--- Start of Excerpt provided ---

Wednesday, October 31, 2018

Infogothic: An Unauthorised Graphic Guide to Hammer Horror

This week my good chum Alistair Hughes' book comes out. In fact, it launches today/tomorrow - Halloween in the UK (oops - Sex Pistols earworm!). It is, of course, this very book:

Infogothic : An Unauthorised Graphic Guide to Hammer Horror

And of course it's a thing of beauty. And wit. And stake-through-the-heart fandom, because Al's book, an infographics coffee table guide to the oeuvre of Hammer Films, is truly a labour of love.

Researched, written and illustrated by Alistair here's everything you might want to know about the van Helsing and Frankenstein family trees, the body count of Carmilla Kanstein, the many creatures of Hammer's prehistoric epics, the lunar rovers of latter-day space western Moon Zero-Seven. Elsewhere are maps - Hammer's middle-Europe, Southern England in locations and settings, a history of the world in Hammer movies - it's all pretty much there.

Beyond that, there are ample diversions - and puns surely ripped up from a grave somewhere: The Rides of Dracula details the various carriages and conveyances of the Count and his pursuers; Stalk Like an Egyptian does the same for the various mummified fiends of Hammer Studios, and The Phantom Dennis covers the various adaptations of the great Mr Wheatley. Where relevant, the works of Hammer are placed alongside other works by Universal and similar studios, placing the Undead Count, the Promethean Man, the Cursed Pharaoh and the Wolf Man alongside their alternative kin. There's no mistaking that Infogothic's focus is on hammer's works, but occasionally the lens pulls back, and there's a context involved as these creatures change and evolve  before and after the rise and fall of the House of Hammer.

I'm biased, of course. Having interviewed Al for Beyond the Sofa last week, our longstanding friendship is readily acknowledged, but I think that even without our mutual interests and history, there'd be enough in these pages to feed my various interests - spaceship plans, magic circles, family crests, imaginary continents and prehistoric languages - there's fodder here for any interested modeller, gamer, fanfic writer or trivia buff - it's highly versatile

It's also splendidly illustrated. Not using official photos has brought the publication price down, but you simply don't miss them, because the line illustrations within are consistent, recognisable, and slavish in their detail. Al's work is simply among some of the best in recent NZ media, and it's wonderful to see it presented here in full colour.

--- End of Excerpt provided ---
--- Start of Material ---

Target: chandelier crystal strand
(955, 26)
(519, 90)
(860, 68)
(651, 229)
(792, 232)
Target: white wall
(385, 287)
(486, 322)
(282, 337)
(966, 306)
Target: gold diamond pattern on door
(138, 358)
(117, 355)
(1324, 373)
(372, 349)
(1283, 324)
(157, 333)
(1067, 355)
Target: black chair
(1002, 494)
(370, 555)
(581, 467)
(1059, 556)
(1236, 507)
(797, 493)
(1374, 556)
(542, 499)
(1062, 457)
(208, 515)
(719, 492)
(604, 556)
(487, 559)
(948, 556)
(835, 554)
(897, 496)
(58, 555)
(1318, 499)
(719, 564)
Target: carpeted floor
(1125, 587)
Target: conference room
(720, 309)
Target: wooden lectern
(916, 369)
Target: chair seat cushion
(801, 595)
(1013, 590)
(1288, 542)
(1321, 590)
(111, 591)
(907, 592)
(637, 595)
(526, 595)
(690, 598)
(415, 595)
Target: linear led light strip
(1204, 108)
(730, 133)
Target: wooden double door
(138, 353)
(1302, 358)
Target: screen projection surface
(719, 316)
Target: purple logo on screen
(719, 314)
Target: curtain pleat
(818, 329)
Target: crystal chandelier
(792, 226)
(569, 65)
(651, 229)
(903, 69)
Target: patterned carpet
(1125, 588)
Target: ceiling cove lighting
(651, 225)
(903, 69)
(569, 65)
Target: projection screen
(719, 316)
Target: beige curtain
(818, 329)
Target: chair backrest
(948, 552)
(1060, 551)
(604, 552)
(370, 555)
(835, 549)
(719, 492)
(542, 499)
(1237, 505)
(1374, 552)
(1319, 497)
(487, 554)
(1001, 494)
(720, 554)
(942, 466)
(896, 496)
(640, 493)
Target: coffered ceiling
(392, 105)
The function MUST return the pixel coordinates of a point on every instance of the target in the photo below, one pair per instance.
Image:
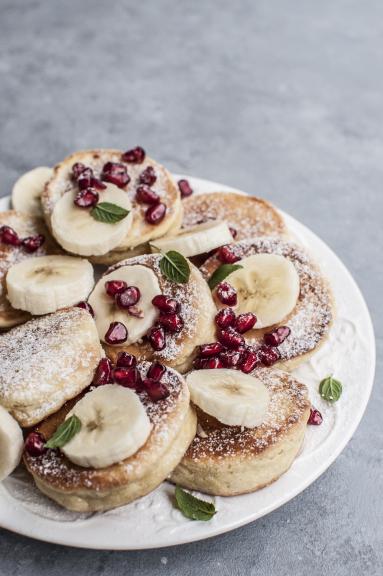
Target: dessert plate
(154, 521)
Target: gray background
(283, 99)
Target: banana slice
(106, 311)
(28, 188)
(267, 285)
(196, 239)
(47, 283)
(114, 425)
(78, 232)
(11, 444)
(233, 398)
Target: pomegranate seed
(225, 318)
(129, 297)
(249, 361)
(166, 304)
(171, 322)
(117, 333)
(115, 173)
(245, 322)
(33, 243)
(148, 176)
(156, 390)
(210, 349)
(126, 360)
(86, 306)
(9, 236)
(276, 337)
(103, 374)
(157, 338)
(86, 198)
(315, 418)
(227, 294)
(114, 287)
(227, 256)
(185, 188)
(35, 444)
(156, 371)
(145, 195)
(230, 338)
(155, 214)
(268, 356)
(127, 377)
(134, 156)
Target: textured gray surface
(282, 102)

--- End of Material ---
--- Start of Material ---

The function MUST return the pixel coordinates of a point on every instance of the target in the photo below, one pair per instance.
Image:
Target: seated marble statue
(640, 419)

--- End of Material ---

Tasks to perform -
1) In the review of Infogothic, what lowered the book's publication price, and why does the reviewer say readers won't miss what was left out?
2) Carry on the review of Infogothic from its last sentence.

Expected outputs -
1) The price came down because the book doesn't use official photos. The reviewer says you don't miss them because the line illustrations are consistent, recognizable, and slavish in their detail.

2)
My regret in viewing Infogothic is its necessary limitations - which became the limitations of my own Hammer knowledge. Wisely, Al has contained his scope to the genre-output of Hammer Studios - the horrors, fantasy and sci-fi movies. Man About the House movie fans look elsewhere - but as I mentioned in our podcast chat, reading Infogothic also revealed to me how much I have confused the works of Hammer over the years with other less-celebrated studios, such as the worthy Amicus, as well as Tigon and Tyburn. As it is, Amicus could possibly sustain a volume of its own, maybe also the Roger Corman and Vincent Price adaptations of the works of Edgar Allen Poe; but neither have the breadth nor the variety of Hammer's output (yes, On the Buses included), which becomes a strength of this book as well. Also unrealised to date, a look into the unmade Hammer films - as much as we can know about them. But other guidebooks will do for those, and maybe the fates will conspire to provide Al and us with an opportunity for a revision or a return - I know the author has plenty of ideas still, and hopefully we'll see more of them very soon.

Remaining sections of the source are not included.